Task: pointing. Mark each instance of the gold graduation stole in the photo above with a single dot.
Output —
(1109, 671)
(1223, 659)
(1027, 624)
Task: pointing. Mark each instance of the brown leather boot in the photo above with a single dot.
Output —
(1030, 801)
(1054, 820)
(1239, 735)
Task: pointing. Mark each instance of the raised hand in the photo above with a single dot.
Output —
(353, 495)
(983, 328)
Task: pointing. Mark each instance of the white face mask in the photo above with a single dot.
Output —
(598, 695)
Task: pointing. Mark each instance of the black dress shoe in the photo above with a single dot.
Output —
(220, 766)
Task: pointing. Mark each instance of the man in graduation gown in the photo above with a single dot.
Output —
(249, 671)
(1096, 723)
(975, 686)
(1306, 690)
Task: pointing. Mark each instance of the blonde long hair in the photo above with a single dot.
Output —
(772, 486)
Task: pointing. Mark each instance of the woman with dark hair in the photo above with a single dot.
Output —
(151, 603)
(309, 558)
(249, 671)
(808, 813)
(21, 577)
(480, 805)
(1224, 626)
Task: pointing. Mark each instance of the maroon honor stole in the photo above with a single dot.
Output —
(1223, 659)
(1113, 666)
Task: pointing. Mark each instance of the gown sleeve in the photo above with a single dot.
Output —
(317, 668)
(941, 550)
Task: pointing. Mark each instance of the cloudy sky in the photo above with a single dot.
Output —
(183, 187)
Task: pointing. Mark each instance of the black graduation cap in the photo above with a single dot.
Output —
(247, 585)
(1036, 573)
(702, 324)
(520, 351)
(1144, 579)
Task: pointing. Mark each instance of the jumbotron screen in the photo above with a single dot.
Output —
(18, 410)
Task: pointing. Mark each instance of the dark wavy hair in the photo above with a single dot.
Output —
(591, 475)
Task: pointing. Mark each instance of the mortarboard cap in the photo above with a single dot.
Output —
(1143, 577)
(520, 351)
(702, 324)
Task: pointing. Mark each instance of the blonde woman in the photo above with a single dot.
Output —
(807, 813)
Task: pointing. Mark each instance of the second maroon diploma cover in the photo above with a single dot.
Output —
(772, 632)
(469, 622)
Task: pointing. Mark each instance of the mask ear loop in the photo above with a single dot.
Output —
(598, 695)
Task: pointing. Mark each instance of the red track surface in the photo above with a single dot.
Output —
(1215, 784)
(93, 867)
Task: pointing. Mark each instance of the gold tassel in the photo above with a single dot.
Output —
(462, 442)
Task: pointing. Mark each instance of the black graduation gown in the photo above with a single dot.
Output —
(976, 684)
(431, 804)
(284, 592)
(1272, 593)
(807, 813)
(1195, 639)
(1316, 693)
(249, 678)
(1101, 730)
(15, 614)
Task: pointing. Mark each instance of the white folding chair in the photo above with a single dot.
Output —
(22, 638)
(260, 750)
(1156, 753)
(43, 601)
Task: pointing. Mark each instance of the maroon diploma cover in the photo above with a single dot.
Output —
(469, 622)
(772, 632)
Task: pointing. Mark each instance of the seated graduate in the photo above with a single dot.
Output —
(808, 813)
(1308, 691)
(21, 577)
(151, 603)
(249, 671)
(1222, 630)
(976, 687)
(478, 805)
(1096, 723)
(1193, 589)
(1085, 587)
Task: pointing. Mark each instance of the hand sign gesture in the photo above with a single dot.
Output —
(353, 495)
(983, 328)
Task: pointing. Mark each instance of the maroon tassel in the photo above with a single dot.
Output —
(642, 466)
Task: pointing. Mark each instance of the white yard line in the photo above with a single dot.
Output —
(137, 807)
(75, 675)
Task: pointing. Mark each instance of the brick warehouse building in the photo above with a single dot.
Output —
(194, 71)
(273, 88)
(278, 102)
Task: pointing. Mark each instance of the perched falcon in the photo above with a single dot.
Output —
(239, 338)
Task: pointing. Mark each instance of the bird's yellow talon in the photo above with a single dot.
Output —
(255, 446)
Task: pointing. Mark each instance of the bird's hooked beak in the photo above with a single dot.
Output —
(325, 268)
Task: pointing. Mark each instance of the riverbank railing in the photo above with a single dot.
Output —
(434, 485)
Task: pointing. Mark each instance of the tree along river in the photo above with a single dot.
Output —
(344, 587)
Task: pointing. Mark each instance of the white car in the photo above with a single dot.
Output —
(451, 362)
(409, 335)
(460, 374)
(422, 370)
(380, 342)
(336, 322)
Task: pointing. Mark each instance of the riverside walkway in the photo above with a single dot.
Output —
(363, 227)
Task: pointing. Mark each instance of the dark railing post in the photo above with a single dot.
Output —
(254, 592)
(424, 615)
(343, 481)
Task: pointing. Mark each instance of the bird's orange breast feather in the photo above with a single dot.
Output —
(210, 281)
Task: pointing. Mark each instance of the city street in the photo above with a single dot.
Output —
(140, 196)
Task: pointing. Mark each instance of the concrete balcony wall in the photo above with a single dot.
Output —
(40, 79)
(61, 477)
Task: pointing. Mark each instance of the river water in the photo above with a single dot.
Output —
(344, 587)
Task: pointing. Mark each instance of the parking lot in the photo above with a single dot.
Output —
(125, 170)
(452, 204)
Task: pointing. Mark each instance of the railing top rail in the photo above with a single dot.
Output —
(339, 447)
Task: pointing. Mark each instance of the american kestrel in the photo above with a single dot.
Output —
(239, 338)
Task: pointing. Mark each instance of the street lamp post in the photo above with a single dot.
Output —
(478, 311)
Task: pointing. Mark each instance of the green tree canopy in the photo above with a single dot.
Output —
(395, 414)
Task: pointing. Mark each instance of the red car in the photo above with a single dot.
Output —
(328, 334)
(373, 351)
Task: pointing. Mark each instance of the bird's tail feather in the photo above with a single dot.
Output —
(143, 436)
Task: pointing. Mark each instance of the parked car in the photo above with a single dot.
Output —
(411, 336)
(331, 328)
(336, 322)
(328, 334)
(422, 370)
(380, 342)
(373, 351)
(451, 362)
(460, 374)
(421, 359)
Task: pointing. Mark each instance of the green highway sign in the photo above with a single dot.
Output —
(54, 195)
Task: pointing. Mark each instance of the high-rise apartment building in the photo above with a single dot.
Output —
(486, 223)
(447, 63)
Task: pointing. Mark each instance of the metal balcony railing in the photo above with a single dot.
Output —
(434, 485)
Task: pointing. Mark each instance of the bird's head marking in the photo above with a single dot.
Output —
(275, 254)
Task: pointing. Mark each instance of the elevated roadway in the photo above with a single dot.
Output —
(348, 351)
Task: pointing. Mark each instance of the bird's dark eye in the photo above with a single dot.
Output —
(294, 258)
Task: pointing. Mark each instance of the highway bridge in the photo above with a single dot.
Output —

☆ ☆ ☆

Assignment
Give back all the data exactly as it was written.

Output of the exercise
Task: pointing. Mark each instance of the gold graduation stole in the photo above with a single dot.
Output —
(1109, 671)
(1223, 659)
(1027, 624)
Task: pointing. Mark each instance of the brown leather boot in the photo above with a single dot.
Output —
(1030, 801)
(1054, 820)
(1239, 735)
Task: pointing. Mark each instance of the raised hand in the photo above with a single dot.
Output —
(353, 495)
(983, 328)
Task: pointing. Mark each instance of the white face mask in the photo above with a single dot.
Output —
(598, 695)
Task: pointing. Mark each instance of the black dress shoe in the photo above with a single dot.
Output —
(220, 766)
Task: pointing. Mark each instance of the man in graduation gown in the photo above with a single dot.
Output —
(249, 671)
(1096, 723)
(975, 686)
(1306, 690)
Task: pointing. Mark each instance of the blonde long hair in the photo above with a single dot.
Output —
(772, 486)
Task: pointing. Mark each instance of the woman with dark hair in the photo above with a single dot.
Output —
(151, 603)
(309, 558)
(249, 671)
(808, 813)
(21, 577)
(480, 805)
(1224, 626)
Task: pointing. Mark each instance of the maroon honor stole in the photo above with a single dot.
Output —
(1223, 659)
(1113, 666)
Task: pointing. Mark each instance of the gown sleeve in the photo above with a single dot.
Output —
(317, 668)
(941, 550)
Task: pointing. Mark each instance of the cloudy sky in the photo above with a single dot.
Output —
(183, 187)
Task: pointing. Mark each instance of the black graduation cap in the photo above with a single dot.
Output —
(247, 585)
(1036, 573)
(702, 324)
(520, 351)
(1144, 579)
Task: pointing. Mark each instance of the jumbotron screen in the photo above with a single dot.
Output —
(18, 410)
Task: pointing. Mark each instance of the dark wavy hair in the photo above with a single dot.
Output —
(591, 475)
Task: pointing. Mark each instance of the mortarboard cap in the photo above with a single dot.
Output —
(1143, 577)
(520, 351)
(702, 324)
Task: pointing. Mark each instance of the blonde woman in the photo above with a single dot.
Output —
(807, 813)
Task: pointing. Mark each instance of the second maroon diploma cover in the photo above with a single dot.
Output —
(772, 632)
(469, 622)
Task: pointing. Mark each instance of the mask ear loop in the photo above with a single dot.
Output —
(598, 695)
Task: pointing. Mark each instance of the red track surface in the photo above with a single dot.
Output —
(1215, 784)
(93, 867)
Task: pointing. Mark each instance of the gold tassel in the photo above with a single dot.
Output —
(462, 442)
Task: pointing. Mark each instance of the black graduation gown in the photo above with a single dot.
Output —
(976, 684)
(431, 804)
(284, 592)
(1272, 593)
(807, 813)
(1195, 639)
(1316, 693)
(249, 678)
(1101, 730)
(15, 614)
Task: pointing. Mark each instance of the white folding chair in the photo above with a single dot.
Output —
(22, 638)
(260, 750)
(1156, 753)
(43, 601)
Task: pointing. Mark each instance of the maroon diploma cover in the photo above with a single dot.
Output —
(469, 622)
(772, 632)
Task: pointing. Mark each instance of the seated graduate in the photo above with a single dot.
Output —
(808, 813)
(1308, 691)
(21, 577)
(151, 603)
(249, 671)
(1222, 630)
(976, 687)
(478, 805)
(1096, 723)
(1193, 589)
(1085, 587)
Task: pointing. Mark each instance of the hand sign gesture in the photo above with a single dot.
Output —
(353, 495)
(983, 328)
Task: pointing. Mark each instance of the maroon tassel in the photo above with a single dot.
Output —
(642, 466)
Task: pointing. Mark each instance of the white yard line in the photo above with a single dot.
Output —
(137, 807)
(75, 675)
Task: pointing. Mark each instance of the brick warehouse building in the photo above with a single dot.
Output —
(194, 71)
(273, 88)
(278, 102)
Task: pointing. Mark each instance of the perched falcon in the photo above with a single dot.
Output —
(239, 338)
Task: pointing. Mark each instance of the bird's yellow talon in the photo above with a single dot.
Output —
(255, 446)
Task: pointing. Mark each instance of the bird's hooked beak in the photo above with a single dot.
Output —
(325, 268)
Task: pointing. Mark each instance of the riverbank railing in the photo above with a single dot.
Output —
(434, 485)
Task: pointing. Mark each instance of the tree along river in the photo above with a single dot.
Output —
(344, 587)
Task: pointing. Mark each instance of the white car in the photo above with a single dot.
Output —
(451, 362)
(409, 335)
(460, 374)
(422, 370)
(380, 342)
(336, 322)
Task: pointing. Mark each instance of the riverside walkway in the photo above with a single dot.
Output —
(363, 227)
Task: pointing. Mark each instance of the dark railing post in the photo above with a single dot.
Output —
(254, 592)
(424, 615)
(343, 481)
Task: pointing. Mark each instance of the bird's orange breast feather in the photo above with a single dot.
Output —
(210, 281)
Task: pointing. Mark each instance of the city street in the photo above with a single dot.
Output —
(140, 196)
Task: pointing. Mark each instance of the concrete balcony wall in the photo above with a single dot.
Output —
(40, 79)
(61, 477)
Task: pointing. Mark each instance of the river water in the photo above with a single dot.
Output —
(344, 587)
Task: pointing. Mark each instance of the parking lot in the photo above with a single dot.
Output —
(125, 170)
(452, 204)
Task: pointing. Mark each instance of the railing top rail in the photo above with a single dot.
Output —
(339, 447)
Task: pointing. Mark each instance of the american kestrel in the photo above with a single dot.
Output —
(239, 338)
Task: pointing. Mark each instance of the street lamp post in the photo above with a single dot.
Output —
(478, 311)
Task: pointing. Mark each instance of the green tree canopy in the photo above with a single dot.
Output —
(395, 414)
Task: pointing. Mark each instance of the red car in the photo above with a single dot.
Output —
(328, 334)
(373, 351)
Task: pointing. Mark each instance of the bird's tail feather in the photo above with a single dot.
Output —
(143, 436)
Task: pointing. Mark each instance of the parked car in the photo above with a single dot.
Output —
(411, 336)
(331, 328)
(336, 322)
(328, 334)
(422, 370)
(380, 342)
(373, 351)
(451, 362)
(460, 374)
(421, 359)
Task: pointing. Mark each instance of the green highway sign in the photo above with a single dot.
Output —
(54, 195)
Task: pointing. Mark each instance of the high-rise apartment building in the photo above with a single dot.
Output —
(486, 223)
(447, 63)
Task: pointing. Mark each instance of the metal balcony railing in the photo above with a single dot.
Output —
(434, 485)
Task: pointing. Mark each instance of the bird's head marking in the photo above with a single dot.
Output —
(275, 254)
Task: pointing. Mark each instance of the elevated roadway in the photo above with a single dot.
Output —
(348, 351)
Task: pointing. Mark each instance of the bird's dark eye in the photo above with a single dot.
Output —
(294, 258)
Task: pointing. Mark each instance of the highway bridge in the photo above with a single dot.
Output —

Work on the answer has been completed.